BRIEF — Replace "integer pixel values" with "whole-number pixel values" throughout the part of the listing that runs from its start through the line containing "49, 4, 52, 24", leaving everything else unchanged.
----- PROVIDED MATERIAL -----
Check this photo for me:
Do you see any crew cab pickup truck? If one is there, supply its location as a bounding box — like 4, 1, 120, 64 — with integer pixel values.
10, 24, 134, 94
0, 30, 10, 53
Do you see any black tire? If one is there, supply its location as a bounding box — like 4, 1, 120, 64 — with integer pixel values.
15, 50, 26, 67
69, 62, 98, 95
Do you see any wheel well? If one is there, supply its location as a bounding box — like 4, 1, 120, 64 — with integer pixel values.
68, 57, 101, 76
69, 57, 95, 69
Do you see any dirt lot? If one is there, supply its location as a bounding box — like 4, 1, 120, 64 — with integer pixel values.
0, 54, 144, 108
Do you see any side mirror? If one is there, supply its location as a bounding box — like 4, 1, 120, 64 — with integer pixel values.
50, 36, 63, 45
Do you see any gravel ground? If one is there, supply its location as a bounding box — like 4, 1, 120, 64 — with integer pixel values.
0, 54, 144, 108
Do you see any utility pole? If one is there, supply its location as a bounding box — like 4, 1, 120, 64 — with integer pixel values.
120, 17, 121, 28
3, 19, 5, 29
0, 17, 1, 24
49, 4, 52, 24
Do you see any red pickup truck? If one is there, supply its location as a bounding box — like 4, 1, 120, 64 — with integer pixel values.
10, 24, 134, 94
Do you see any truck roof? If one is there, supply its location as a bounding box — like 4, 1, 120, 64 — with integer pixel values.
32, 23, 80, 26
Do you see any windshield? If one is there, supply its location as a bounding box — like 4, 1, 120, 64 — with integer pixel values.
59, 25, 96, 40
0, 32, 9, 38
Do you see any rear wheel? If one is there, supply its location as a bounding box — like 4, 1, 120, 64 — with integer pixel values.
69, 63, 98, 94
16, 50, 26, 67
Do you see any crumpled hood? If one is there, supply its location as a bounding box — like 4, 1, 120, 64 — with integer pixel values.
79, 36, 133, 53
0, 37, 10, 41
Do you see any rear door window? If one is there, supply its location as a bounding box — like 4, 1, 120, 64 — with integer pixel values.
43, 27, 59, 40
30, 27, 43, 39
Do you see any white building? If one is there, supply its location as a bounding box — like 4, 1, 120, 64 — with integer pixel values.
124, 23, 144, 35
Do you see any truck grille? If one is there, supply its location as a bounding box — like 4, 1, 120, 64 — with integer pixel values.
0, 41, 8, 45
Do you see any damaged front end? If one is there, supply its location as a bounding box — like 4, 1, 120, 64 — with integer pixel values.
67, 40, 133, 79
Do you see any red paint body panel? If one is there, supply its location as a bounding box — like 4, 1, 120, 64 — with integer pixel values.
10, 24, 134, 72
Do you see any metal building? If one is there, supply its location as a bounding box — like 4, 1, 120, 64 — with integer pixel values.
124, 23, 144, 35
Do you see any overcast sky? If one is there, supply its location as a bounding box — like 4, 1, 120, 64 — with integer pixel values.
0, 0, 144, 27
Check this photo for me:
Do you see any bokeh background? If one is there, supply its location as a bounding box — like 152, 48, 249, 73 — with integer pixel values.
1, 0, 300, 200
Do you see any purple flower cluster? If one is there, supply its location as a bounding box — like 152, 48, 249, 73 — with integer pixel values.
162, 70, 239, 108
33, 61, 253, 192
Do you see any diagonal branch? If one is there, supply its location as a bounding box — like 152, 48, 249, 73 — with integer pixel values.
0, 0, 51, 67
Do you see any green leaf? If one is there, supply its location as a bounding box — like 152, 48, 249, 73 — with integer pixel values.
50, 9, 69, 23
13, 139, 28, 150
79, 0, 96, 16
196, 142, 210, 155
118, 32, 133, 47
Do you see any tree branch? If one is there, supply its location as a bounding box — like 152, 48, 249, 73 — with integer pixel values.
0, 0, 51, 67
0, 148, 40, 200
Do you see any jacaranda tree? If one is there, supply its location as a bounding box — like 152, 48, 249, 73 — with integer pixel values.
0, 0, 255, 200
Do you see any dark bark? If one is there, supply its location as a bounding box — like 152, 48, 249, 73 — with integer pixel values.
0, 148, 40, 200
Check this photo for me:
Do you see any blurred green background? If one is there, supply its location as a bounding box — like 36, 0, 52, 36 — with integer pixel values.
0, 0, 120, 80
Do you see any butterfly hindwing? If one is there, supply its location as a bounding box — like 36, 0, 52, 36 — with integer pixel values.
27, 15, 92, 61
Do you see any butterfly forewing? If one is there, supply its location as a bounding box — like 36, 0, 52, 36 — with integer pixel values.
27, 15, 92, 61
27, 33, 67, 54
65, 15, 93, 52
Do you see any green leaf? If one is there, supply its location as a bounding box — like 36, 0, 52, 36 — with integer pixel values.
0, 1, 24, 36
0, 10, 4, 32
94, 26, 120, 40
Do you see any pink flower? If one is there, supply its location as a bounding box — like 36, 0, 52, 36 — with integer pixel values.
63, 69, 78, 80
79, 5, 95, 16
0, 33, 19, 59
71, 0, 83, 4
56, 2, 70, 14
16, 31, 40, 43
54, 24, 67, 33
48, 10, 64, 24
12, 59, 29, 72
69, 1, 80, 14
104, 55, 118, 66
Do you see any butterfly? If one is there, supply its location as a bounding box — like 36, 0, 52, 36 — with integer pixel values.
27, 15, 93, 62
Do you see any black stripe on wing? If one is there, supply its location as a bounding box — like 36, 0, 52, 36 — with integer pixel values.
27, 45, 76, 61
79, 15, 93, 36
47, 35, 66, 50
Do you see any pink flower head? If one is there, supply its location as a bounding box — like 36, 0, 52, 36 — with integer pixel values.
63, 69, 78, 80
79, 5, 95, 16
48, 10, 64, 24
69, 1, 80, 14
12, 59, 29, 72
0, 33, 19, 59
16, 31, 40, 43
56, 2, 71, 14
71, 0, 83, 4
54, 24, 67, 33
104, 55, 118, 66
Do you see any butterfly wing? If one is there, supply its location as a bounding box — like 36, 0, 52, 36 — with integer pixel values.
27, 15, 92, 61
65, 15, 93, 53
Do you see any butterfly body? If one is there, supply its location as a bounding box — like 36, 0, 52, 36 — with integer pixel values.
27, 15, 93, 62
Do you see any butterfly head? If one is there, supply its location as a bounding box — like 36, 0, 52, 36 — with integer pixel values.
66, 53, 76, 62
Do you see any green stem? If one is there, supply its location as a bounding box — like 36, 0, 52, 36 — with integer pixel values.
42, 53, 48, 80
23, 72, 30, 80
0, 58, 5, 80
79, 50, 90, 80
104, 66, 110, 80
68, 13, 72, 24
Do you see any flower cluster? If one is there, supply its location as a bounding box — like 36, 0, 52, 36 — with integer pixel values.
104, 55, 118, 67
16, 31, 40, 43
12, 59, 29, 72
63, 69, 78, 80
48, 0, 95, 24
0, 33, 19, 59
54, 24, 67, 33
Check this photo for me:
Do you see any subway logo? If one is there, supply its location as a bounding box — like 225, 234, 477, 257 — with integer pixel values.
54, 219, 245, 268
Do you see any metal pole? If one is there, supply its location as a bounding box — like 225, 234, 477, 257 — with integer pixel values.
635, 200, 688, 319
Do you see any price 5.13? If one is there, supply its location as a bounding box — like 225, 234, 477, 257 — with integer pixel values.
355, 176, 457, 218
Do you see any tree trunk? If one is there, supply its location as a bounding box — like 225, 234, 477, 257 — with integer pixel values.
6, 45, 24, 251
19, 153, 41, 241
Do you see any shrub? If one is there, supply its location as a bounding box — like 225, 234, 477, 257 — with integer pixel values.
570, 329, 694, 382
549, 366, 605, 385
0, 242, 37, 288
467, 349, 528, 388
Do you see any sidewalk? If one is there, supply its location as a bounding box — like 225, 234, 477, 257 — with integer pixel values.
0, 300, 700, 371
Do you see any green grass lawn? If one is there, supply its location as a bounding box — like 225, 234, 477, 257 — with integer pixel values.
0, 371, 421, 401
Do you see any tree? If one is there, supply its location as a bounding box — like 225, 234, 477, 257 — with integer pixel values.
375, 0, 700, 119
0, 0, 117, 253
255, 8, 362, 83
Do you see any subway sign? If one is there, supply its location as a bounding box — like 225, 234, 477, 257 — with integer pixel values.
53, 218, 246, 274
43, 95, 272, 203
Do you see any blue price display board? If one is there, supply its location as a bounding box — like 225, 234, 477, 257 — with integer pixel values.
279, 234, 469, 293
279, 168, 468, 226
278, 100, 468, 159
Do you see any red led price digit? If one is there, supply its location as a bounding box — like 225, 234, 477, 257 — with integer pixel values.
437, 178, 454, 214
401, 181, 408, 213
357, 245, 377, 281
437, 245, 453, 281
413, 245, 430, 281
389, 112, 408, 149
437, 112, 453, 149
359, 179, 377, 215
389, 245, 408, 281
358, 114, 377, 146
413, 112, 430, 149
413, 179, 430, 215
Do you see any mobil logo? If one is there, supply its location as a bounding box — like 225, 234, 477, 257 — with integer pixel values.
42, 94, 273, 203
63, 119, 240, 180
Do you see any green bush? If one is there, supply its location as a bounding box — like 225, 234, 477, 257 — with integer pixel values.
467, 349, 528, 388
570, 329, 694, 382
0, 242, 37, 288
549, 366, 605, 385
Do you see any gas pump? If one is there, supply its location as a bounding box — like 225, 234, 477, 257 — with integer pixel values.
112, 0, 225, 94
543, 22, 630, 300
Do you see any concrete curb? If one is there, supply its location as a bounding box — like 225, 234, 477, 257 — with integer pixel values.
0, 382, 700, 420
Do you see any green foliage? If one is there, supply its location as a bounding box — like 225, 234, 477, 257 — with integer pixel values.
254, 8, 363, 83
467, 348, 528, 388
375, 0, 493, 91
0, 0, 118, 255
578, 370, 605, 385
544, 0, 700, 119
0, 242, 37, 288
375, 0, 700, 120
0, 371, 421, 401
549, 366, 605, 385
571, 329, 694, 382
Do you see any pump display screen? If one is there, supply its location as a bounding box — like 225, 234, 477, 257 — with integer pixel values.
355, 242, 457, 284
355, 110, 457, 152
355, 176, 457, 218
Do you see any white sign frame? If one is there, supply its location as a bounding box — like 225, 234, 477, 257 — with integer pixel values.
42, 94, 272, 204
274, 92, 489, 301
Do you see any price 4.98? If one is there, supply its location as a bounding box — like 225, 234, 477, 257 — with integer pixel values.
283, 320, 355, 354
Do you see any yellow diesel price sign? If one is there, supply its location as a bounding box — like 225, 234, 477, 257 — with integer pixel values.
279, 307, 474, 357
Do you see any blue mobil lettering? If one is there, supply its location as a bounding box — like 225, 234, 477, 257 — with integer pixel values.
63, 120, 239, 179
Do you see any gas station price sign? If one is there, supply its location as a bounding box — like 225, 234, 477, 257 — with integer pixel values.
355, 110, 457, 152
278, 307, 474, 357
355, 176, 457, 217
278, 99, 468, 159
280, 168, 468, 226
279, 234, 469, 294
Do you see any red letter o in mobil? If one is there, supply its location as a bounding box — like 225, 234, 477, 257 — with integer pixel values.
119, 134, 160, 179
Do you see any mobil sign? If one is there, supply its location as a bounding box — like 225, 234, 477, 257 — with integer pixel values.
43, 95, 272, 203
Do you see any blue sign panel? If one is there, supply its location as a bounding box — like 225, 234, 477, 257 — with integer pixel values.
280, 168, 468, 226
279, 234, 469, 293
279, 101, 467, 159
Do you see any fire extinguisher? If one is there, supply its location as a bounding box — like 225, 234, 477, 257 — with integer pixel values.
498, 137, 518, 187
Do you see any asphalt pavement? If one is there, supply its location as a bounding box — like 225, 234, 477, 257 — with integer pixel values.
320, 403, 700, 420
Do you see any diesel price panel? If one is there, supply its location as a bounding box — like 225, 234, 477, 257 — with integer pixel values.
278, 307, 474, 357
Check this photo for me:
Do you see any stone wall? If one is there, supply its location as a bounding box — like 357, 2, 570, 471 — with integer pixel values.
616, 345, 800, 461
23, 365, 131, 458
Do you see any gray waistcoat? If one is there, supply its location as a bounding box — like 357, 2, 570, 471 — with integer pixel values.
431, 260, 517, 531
-----
SOLUTION TO THE EXERCISE —
Check this photo for me:
Do you see any crew cab pickup truck? If one is there, supply its location as a bounding box — like 4, 1, 120, 64 — with whole-number pixel values.
10, 24, 134, 94
0, 30, 10, 53
Do you see any black tire? If one is there, supply its location as a bounding box — like 4, 1, 120, 64 — with whole-number pixel values.
15, 50, 26, 67
69, 62, 98, 95
Do you see any wheel well? If one is there, supply its location as a bounding box — like 4, 1, 120, 64 — with whole-number pixel values.
68, 57, 101, 76
69, 57, 95, 69
Do you see any dirt lot? If one is there, supply its location as a bounding box — like 4, 1, 120, 64 — with whole-number pixel values.
0, 54, 144, 108
Do you see any side mirror? If one is there, supply its location as a bounding box — like 4, 1, 120, 64 — with whole-number pixel values.
50, 36, 63, 45
Do you see any gravel ground? If one is there, supply its location as a bounding box — like 4, 1, 120, 64 — with whole-number pixel values.
0, 54, 144, 108
Do you see any utility pole? If one is there, supply its location as a bounding box — like 4, 1, 120, 64 — with whole-number pixel values.
120, 17, 121, 28
3, 19, 5, 29
0, 17, 1, 24
49, 4, 52, 24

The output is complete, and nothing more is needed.